• JOB
Check each statement against the Electoral College text below: (a) the compromise counting each slave as 3/5 of a person lasted 90 years; (b) the Madison quotation calls democracies spectacles of calm and agreement; (c) women originally lacked the right to vote, and that lasted 140 years. Answer yes or no for each, and quote the words of the text that decide it.

• SUPPLIED TEXT
###
The argument is that we are not a democracy, but a Constitutional Republic, which the Founding Fathers created on purpose in an effort to have small low population areas have at least some of the clout of large highly populated areas. Also, as billb pointed out, to make an election taking place in multiple states manageable.
"Hence it is that democracies have ever been spectacles of turbulence and contention; have ever been found incompatible with personal security or the rights of property; and in general have been as short in their lives as they have been violent in their deaths... A republic, by which I mean a government in which a scheme of representation takes place, opens a different prospect and promises the cure for which we are seeking." ~~James Madison
Essentially all of these "arguments" say that it was a good idea at the beginning so we should keep doing it. Well, they came to a compromise allowing slave states to count each slave as 3/5's of a person for purposes of giving slave states more Electoral College votes even though slaves couldn't vote. That lasted 90 years. I guess 90 years isn't long enough to become sacrosanct. Women didn't have the right to vote originally either. That lasted 140 years. I guess that wasn't long enough to become sacrosanct either. Maybe if the misogynists could have held on for just another 10 years, then maybe 150 years would have been enough to make women not voting a sacrosanct part of the Constitution.
###
• DATA EXTRACT
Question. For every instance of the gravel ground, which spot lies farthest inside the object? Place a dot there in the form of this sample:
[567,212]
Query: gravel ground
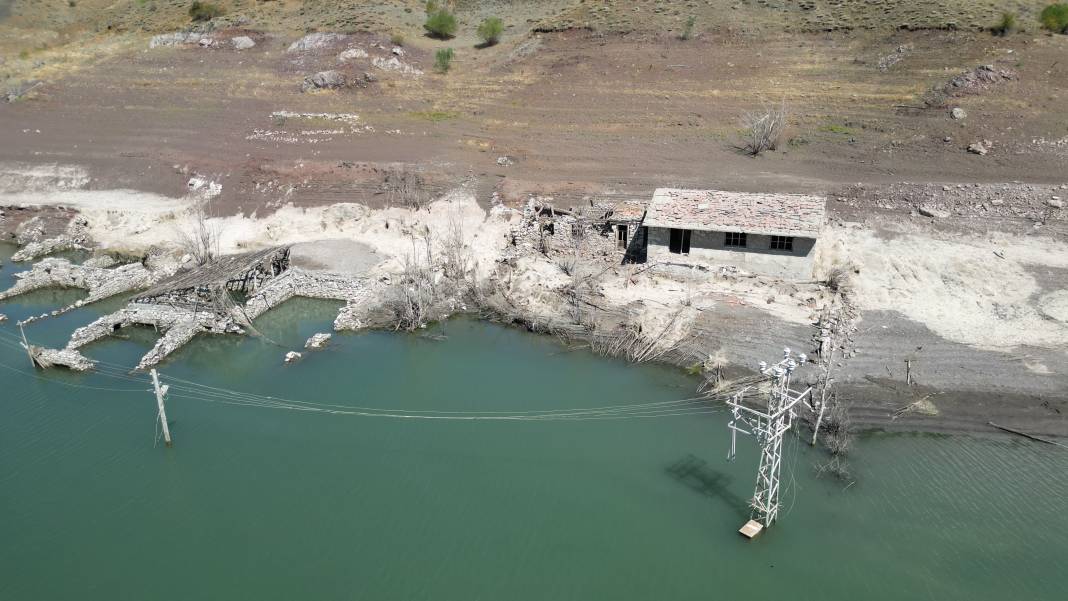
###
• RESULT FOR THIS TASK
(a) Yes: "That lasted 90 years."
(b) No: "democracies have ever been spectacles of turbulence and contention"
(c) Yes: "Women didn't have the right to vote originally either. That lasted 140 years."